Te bestuderen tekst:
____

Cordonata en Piazza:

Onderaan de trap staan aan weerskanten twee leeuwen, die zijn best oud, komen uit Egypte en zijn ooit gevonden op het Marsveld. Wanneer er vroeger een nieuwe paus was verkozen stroomde er op de dag dat de paus zijn bisschoppelijke basiliek San Giovanni in Laterano in bezit ging nemen wijn uit de leeuwenmuilen: uit de ene wit en uit de andere rood.

Bovenaan staan aan weerskanten de tweelingbroers Castor en Pollux, verwekt tijdens een slippertje door Zeus bij Leda, de vrouw van een Spartaanse koning, die hij voor de gelegenheid in een zwaan had veranderd.

Midden op het plein het beroemde gigantische ruiterstandbeeld van Marcus Aurelius (kopie, het origineel staat in het museum). Kijk naar de mooie draaiing naar rechts van het paard. Marcus Aurelius was een vechtersbaas maar ook een intellectueel, vandaar dat het ook niet zo’n heroïsch beeld is, zoals meestal met ruiterstandbeelden.

Het plein is net zo vernuftig ontworpen als het plein voor de Sint Pieter, het ontwerp is dan ook van Michelangelo; Bernini heeft ongetwijfeld veel van hem afgekeken. De ellips van het Pietersplein loopt omlaag (soepbord), deze hier loopt in het midden juist licht omhoog, het regenwater stroomt naar de zijkanten, er loopt een mooie opstaande rand om het plein heen.

Senatorenpaleis:

Van buiten alleen al een plezier voor het oog, alles klopt: de verhoudingen, het ontwerp, de kleuren.

____

Oefenmateriaal:

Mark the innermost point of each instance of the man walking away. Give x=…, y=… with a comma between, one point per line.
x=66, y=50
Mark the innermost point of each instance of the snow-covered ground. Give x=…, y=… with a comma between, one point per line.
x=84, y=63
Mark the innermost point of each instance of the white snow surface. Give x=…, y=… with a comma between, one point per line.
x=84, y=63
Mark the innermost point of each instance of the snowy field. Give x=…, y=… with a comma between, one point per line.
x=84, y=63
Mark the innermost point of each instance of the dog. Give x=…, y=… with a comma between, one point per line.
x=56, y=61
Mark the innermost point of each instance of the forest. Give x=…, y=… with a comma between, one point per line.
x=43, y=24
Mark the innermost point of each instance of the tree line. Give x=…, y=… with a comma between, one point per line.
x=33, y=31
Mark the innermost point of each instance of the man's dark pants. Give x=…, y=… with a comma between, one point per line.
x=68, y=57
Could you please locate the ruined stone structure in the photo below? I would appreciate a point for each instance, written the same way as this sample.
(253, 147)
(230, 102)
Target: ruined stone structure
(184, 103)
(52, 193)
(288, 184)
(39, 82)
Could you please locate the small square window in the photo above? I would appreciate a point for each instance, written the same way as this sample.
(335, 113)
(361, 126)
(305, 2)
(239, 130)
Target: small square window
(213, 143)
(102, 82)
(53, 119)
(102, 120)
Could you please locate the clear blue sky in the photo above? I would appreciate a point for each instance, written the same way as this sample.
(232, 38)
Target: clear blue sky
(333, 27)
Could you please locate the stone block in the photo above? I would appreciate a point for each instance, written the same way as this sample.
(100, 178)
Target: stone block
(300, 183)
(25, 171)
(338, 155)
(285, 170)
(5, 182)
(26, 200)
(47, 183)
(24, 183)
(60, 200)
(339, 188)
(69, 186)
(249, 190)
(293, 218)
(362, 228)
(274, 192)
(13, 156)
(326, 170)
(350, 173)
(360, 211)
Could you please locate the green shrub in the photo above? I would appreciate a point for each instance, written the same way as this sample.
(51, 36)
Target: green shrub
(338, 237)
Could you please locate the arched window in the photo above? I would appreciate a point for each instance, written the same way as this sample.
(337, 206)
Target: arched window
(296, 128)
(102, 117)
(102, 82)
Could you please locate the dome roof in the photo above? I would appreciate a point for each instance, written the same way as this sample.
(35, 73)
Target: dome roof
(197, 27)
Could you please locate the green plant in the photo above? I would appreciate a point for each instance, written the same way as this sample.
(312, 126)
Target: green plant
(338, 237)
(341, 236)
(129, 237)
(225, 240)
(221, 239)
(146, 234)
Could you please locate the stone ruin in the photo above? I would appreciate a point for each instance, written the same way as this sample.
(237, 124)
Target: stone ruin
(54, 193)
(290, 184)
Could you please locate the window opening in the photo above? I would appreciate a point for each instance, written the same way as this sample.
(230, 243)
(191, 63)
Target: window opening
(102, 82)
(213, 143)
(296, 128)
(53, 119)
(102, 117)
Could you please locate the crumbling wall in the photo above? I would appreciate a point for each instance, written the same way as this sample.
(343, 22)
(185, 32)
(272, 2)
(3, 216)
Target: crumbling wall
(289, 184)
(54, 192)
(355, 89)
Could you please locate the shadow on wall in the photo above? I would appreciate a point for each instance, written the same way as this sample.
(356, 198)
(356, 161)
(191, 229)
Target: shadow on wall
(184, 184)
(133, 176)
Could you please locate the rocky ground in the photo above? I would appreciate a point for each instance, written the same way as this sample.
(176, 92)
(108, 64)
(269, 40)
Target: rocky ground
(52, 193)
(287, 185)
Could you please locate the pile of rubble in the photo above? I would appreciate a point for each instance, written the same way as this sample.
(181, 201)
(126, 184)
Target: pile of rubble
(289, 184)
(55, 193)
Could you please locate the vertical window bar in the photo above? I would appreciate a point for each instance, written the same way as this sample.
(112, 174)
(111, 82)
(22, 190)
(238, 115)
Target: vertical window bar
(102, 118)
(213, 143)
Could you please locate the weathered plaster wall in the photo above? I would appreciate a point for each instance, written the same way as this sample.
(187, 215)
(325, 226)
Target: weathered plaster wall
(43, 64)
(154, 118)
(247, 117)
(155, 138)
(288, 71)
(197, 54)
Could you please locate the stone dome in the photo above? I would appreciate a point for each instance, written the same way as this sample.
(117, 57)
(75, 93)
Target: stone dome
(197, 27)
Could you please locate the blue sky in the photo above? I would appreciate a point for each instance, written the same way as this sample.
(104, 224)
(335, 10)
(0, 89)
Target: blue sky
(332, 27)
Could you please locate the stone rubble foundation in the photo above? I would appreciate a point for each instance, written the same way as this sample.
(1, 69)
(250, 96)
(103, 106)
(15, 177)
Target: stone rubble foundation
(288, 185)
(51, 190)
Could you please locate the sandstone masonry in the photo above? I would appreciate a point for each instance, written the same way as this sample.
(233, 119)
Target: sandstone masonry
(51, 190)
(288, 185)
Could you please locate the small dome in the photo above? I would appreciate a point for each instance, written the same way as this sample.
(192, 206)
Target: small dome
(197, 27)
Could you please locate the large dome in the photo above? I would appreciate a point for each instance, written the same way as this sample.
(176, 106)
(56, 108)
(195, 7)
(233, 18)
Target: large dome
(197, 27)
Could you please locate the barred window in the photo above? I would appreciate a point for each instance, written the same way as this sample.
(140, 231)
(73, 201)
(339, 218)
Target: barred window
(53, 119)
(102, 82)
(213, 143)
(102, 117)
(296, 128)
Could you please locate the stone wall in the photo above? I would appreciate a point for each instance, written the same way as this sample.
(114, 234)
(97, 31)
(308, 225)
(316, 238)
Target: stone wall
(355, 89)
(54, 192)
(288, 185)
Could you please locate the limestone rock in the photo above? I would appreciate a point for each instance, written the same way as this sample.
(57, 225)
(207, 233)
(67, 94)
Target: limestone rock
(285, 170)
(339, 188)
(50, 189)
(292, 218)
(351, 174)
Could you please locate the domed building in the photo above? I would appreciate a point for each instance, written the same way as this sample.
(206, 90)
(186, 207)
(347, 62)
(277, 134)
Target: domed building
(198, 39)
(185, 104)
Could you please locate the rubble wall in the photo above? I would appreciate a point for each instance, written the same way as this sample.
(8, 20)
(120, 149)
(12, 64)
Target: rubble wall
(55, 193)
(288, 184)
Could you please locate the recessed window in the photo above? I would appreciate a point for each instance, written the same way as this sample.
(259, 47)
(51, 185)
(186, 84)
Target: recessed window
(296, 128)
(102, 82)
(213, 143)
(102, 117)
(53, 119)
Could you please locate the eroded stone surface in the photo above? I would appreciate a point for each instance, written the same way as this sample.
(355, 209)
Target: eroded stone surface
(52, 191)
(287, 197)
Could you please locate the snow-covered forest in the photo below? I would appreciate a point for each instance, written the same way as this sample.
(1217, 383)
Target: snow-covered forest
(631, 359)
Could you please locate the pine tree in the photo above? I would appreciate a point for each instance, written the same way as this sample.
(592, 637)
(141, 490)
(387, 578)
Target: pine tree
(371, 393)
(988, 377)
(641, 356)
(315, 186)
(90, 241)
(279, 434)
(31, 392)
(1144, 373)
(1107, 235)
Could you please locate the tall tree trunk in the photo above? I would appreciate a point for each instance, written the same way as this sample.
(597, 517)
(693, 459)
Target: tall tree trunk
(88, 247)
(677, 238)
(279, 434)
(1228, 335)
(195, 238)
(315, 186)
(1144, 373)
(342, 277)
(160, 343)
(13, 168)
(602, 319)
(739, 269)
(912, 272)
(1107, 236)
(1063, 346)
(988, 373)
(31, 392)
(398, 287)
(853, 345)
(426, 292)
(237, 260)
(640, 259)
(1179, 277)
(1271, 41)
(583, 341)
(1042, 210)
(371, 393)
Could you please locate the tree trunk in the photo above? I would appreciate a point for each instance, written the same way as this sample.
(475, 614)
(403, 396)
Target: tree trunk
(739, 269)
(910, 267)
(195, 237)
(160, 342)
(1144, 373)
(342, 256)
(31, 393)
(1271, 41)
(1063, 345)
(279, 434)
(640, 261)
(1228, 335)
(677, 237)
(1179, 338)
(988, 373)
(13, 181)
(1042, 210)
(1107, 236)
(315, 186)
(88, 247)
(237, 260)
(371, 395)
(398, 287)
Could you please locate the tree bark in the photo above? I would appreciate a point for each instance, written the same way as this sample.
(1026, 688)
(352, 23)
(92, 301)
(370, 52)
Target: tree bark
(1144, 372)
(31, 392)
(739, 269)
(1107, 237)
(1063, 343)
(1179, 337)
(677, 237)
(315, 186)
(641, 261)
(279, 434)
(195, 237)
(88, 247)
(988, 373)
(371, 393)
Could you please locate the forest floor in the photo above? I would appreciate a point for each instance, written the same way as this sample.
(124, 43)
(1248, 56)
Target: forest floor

____

Opdracht: Kun je het stuk uit de tekst over de Cordonata en het plein, beginnend bij "Midden op het" en doorlopend tot en met "meestal met ruiterstandbeelden.", opnieuw geven, maar dan met "paard" veranderd in "ros"?

Antwoord:
Midden op het plein het beroemde gigantische ruiterstandbeeld van Marcus Aurelius (kopie, het origineel staat in het museum). Kijk naar de mooie draaiing naar rechts van het ros. Marcus Aurelius was een vechtersbaas maar ook een intellectueel, vandaar dat het ook niet zo’n heroïsch beeld is, zoals meestal met ruiterstandbeelden.